> [Exercise description]: Report how many lines in the entries below contain the word "facade". Give the number alone.

> [Records for this exercise]:

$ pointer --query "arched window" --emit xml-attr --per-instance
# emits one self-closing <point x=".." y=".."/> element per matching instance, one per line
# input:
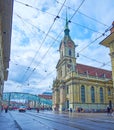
<point x="92" y="95"/>
<point x="83" y="93"/>
<point x="101" y="95"/>
<point x="109" y="92"/>
<point x="70" y="53"/>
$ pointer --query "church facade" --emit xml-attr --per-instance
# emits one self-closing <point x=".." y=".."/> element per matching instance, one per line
<point x="78" y="85"/>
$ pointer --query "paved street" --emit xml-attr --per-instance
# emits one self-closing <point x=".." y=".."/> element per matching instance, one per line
<point x="47" y="120"/>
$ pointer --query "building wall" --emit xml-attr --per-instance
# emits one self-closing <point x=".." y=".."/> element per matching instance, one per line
<point x="71" y="90"/>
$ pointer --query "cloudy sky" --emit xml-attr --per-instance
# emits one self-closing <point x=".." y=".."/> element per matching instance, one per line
<point x="37" y="32"/>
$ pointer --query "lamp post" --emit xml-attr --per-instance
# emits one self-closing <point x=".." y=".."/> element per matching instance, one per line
<point x="109" y="42"/>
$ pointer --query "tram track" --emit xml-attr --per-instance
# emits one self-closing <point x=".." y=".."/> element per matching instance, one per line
<point x="58" y="120"/>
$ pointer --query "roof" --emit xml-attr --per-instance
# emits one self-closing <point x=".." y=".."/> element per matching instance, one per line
<point x="93" y="71"/>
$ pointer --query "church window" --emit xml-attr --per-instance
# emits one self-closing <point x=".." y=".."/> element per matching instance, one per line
<point x="92" y="95"/>
<point x="83" y="94"/>
<point x="70" y="53"/>
<point x="109" y="92"/>
<point x="67" y="90"/>
<point x="101" y="95"/>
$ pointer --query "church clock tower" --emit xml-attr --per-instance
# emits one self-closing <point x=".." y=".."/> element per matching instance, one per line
<point x="67" y="61"/>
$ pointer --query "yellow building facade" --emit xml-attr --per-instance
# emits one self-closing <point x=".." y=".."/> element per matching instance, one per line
<point x="78" y="85"/>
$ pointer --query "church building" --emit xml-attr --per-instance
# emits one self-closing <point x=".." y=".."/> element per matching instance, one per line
<point x="78" y="85"/>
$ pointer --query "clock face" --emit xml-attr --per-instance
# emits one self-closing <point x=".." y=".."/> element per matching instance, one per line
<point x="70" y="44"/>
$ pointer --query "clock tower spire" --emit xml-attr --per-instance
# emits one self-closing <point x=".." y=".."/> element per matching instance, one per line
<point x="67" y="61"/>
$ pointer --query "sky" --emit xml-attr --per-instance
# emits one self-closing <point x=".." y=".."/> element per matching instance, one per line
<point x="37" y="30"/>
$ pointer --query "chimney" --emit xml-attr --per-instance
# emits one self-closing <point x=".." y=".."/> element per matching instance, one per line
<point x="112" y="29"/>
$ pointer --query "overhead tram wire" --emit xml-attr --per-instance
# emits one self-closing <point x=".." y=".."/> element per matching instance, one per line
<point x="83" y="26"/>
<point x="57" y="16"/>
<point x="103" y="64"/>
<point x="43" y="57"/>
<point x="36" y="27"/>
<point x="103" y="34"/>
<point x="56" y="38"/>
<point x="84" y="15"/>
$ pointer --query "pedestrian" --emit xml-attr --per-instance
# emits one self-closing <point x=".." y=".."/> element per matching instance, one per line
<point x="108" y="110"/>
<point x="6" y="109"/>
<point x="37" y="109"/>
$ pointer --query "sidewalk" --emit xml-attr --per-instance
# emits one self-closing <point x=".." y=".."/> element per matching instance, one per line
<point x="7" y="122"/>
<point x="97" y="117"/>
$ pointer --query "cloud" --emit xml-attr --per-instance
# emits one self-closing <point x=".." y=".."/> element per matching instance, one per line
<point x="36" y="39"/>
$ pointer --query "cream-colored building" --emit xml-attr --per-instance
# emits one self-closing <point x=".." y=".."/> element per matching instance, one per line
<point x="6" y="9"/>
<point x="78" y="85"/>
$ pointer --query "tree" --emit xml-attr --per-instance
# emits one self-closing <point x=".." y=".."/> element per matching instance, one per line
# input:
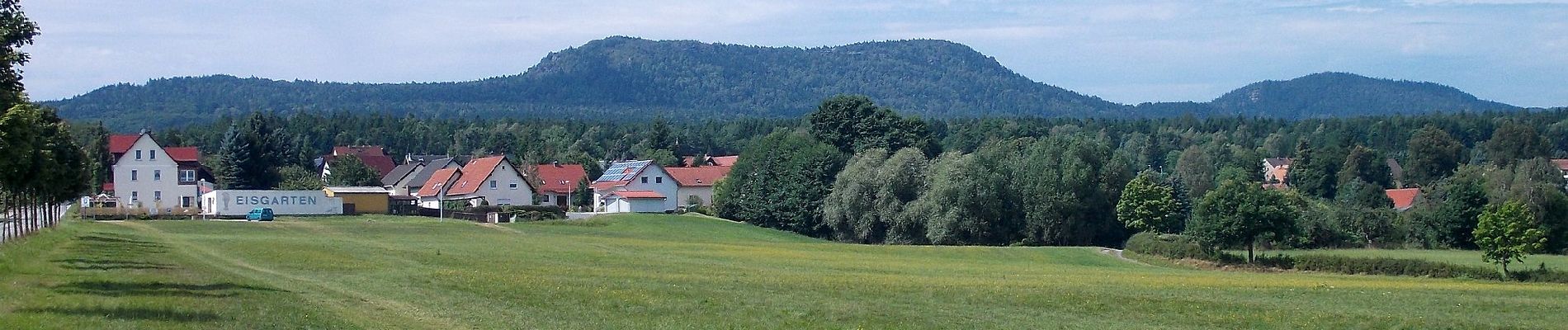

> [Correct answer]: 2